-- Set exercise A --
In the entries below, present the lines from the one containing "Objective — locate the collared" through the final line as a numbered list, omitting blank lines.

-- Text extract --
= = = = = = =

Message ID | 20220526133554.21079-1-zhouchengming@bytedance.com (mailing list archive) |
---|---|
State | New, archived |
Headers | show |
Series | blk-iocost: fix false positive lagging | expand |
Hello, On Thu, May 26, 2022 at 09:35:54PM +0800, Chengming Zhou wrote: > I found many false positive lagging during iocost test. > > Since iocg->vtime will be advanced to (vnow - margins.target) > in hweight_after_donation(), which called throw away excess, > the iocg->done_vtime will also be advanced that much. > > period_at_vtime <--period_vtime--> vnow > | | > ---------------------------------------------------> > |<--->| > margins.target > |-> > vtime, done_vtime All it does is shifting the vtime (and done_vtime) within the current window so that we don't build up budget too lage a budget possibly spanning multiple periods. The lagging detection is supposed to detect IOs which are issued two+ periods ago which didn't finish in the last period. So, I don't think the above sliding up the window affects that detection given that the lagging detection is done before the window sliding. All it's checking is whether there still are in-flight IOs which were issued two+ windows ago, so how the last window has been fast forwarded shouldn't affect the detection, no? Thanks.

= = = = = = =

-- Set exercise B --
Write out the mailing-list reply above about iocost lagging detection in full, word for word.

[Dataset records]

= = = = = = =

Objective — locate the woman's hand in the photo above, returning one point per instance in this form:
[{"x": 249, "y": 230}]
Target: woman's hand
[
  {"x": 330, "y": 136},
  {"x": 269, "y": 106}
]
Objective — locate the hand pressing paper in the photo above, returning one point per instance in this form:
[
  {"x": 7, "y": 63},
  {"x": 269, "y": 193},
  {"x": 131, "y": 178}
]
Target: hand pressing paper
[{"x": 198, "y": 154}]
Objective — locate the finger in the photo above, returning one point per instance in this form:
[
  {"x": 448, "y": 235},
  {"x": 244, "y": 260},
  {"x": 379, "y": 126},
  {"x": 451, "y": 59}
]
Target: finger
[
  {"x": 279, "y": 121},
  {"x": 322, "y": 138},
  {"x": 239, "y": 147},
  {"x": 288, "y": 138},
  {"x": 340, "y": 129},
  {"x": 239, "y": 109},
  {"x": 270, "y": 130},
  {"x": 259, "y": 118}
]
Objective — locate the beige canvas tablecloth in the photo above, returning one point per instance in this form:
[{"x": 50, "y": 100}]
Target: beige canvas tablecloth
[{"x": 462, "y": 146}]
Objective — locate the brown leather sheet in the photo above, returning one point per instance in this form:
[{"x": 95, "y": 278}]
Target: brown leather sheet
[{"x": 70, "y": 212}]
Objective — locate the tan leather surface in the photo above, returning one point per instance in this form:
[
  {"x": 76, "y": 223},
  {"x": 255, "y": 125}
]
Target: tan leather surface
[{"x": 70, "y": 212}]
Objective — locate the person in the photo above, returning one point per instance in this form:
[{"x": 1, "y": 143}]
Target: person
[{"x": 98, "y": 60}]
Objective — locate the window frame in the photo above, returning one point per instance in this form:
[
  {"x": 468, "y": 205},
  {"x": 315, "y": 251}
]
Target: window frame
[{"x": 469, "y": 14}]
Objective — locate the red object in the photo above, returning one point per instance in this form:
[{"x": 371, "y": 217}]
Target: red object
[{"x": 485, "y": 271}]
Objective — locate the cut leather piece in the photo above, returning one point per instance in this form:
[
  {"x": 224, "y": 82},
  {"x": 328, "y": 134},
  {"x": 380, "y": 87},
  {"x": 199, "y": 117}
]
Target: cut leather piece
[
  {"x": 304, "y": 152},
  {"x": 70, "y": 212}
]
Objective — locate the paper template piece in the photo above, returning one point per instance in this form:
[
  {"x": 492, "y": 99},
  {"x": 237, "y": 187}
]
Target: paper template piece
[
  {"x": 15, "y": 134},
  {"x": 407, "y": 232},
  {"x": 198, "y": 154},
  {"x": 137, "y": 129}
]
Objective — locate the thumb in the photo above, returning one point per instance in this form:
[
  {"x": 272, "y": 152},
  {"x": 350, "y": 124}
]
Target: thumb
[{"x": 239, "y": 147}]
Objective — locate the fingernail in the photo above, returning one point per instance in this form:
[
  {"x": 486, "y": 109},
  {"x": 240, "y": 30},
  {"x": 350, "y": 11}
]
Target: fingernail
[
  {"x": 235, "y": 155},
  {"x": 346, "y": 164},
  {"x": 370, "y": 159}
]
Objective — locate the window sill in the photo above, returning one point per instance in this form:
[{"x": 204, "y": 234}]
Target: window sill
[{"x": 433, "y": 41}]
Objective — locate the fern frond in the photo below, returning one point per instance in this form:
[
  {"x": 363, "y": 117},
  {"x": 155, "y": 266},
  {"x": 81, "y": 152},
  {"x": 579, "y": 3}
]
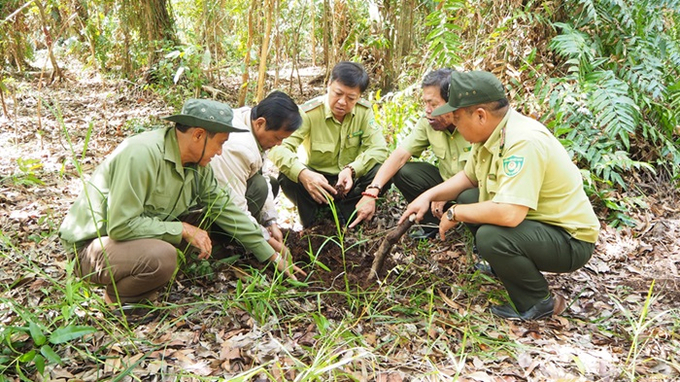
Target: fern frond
[{"x": 615, "y": 112}]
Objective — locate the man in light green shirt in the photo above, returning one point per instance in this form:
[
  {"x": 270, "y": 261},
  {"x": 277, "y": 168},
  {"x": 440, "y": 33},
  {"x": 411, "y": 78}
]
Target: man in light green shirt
[
  {"x": 125, "y": 226},
  {"x": 343, "y": 144},
  {"x": 414, "y": 178},
  {"x": 520, "y": 194}
]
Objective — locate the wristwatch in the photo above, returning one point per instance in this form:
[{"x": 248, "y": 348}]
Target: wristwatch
[{"x": 451, "y": 213}]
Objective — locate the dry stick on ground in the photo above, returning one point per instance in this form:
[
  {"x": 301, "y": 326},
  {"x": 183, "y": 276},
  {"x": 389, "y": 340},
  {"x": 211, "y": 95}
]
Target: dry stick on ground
[{"x": 387, "y": 244}]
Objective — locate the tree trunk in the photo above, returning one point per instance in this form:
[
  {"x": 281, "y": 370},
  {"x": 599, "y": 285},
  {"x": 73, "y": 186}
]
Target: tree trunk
[
  {"x": 277, "y": 44},
  {"x": 245, "y": 77},
  {"x": 326, "y": 30},
  {"x": 312, "y": 33},
  {"x": 56, "y": 71},
  {"x": 264, "y": 52}
]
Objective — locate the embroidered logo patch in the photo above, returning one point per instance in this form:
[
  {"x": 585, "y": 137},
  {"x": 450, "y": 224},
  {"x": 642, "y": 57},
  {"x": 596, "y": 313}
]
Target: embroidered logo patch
[{"x": 513, "y": 165}]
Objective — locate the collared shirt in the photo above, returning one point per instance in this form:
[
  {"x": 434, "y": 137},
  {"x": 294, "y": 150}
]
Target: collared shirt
[
  {"x": 450, "y": 149},
  {"x": 141, "y": 189},
  {"x": 523, "y": 163},
  {"x": 242, "y": 157},
  {"x": 331, "y": 145}
]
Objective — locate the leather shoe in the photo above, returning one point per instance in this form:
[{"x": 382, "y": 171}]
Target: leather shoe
[
  {"x": 543, "y": 308},
  {"x": 483, "y": 267}
]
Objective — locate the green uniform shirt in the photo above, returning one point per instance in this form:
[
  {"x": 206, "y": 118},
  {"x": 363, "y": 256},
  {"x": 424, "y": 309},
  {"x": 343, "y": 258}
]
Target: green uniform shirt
[
  {"x": 331, "y": 145},
  {"x": 523, "y": 163},
  {"x": 451, "y": 149},
  {"x": 140, "y": 190}
]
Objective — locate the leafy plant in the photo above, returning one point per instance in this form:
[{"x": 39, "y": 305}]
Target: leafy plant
[
  {"x": 31, "y": 344},
  {"x": 611, "y": 109},
  {"x": 25, "y": 175}
]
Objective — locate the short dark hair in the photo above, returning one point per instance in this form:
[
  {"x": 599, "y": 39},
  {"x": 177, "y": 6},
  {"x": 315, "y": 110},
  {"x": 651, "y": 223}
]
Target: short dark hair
[
  {"x": 350, "y": 74},
  {"x": 440, "y": 78},
  {"x": 280, "y": 111},
  {"x": 184, "y": 128}
]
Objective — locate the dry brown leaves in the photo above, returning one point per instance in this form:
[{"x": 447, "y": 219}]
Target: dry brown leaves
[{"x": 592, "y": 340}]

= = = = = = =

-- Exercise result A --
1. Objective — locate the collared shirt in the photo above, returning one point per instance in this form:
2. [
3.   {"x": 434, "y": 137},
4.   {"x": 294, "y": 150}
5. ]
6. Target: collared shirt
7. [
8.   {"x": 450, "y": 149},
9.   {"x": 141, "y": 189},
10.   {"x": 523, "y": 163},
11.   {"x": 242, "y": 157},
12.   {"x": 331, "y": 145}
13. ]
14. Objective — locate the leather shoe in the photo above, returning one point per instance in this form:
15. [{"x": 382, "y": 171}]
16. Target: leather shoe
17. [
18.   {"x": 543, "y": 308},
19.   {"x": 483, "y": 267}
20. ]
21. Objective — locate the green uniform shirt in the photo above, returning one point per instance in this form:
22. [
23.   {"x": 206, "y": 118},
24.   {"x": 363, "y": 256},
25.   {"x": 424, "y": 309},
26.   {"x": 343, "y": 258}
27. ]
28. Target: green uniform shirt
29. [
30.   {"x": 331, "y": 145},
31.   {"x": 523, "y": 163},
32.   {"x": 451, "y": 149},
33.   {"x": 140, "y": 190}
34. ]
35. Objective — locate the leafy plant in the photo above, returning one point per instance in this form:
36. [{"x": 39, "y": 305}]
37. Target: leafy plant
38. [
39.   {"x": 31, "y": 344},
40.   {"x": 611, "y": 109},
41.   {"x": 25, "y": 175}
42. ]
43. Objective — locate the short dark hair in the photo above, returning one point per instance in this form:
44. [
45.   {"x": 599, "y": 39},
46.   {"x": 177, "y": 6},
47.   {"x": 315, "y": 110},
48.   {"x": 651, "y": 223}
49. ]
50. Target: short dark hair
51. [
52.   {"x": 350, "y": 74},
53.   {"x": 440, "y": 78},
54.   {"x": 280, "y": 111},
55.   {"x": 184, "y": 128}
56. ]
57. Objective — locate the dry brown leaves in the photo above, returning one point per instance in this form:
58. [{"x": 447, "y": 219}]
59. Target: dry brown leaves
60. [{"x": 592, "y": 340}]

-- Exercise result B --
Message ID | 20220526133554.21079-1-zhouchengming@bytedance.com (mailing list archive) |
---|---|
State | New, archived |
Headers | show |
Series | blk-iocost: fix false positive lagging | expand |
Hello, On Thu, May 26, 2022 at 09:35:54PM +0800, Chengming Zhou wrote: > I found many false positive lagging during iocost test. > > Since iocg->vtime will be advanced to (vnow - margins.target) > in hweight_after_donation(), which called throw away excess, > the iocg->done_vtime will also be advanced that much. > > period_at_vtime <--period_vtime--> vnow > | | > ---------------------------------------------------> > |<--->| > margins.target > |-> > vtime, done_vtime All it does is shifting the vtime (and done_vtime) within the current window so that we don't build up budget too lage a budget possibly spanning multiple periods. The lagging detection is supposed to detect IOs which are issued two+ periods ago which didn't finish in the last period. So, I don't think the above sliding up the window affects that detection given that the lagging detection is done before the window sliding. All it's checking is whether there still are in-flight IOs which were issued two+ windows ago, so how the last window has been fast forwarded shouldn't affect the detection, no? Thanks.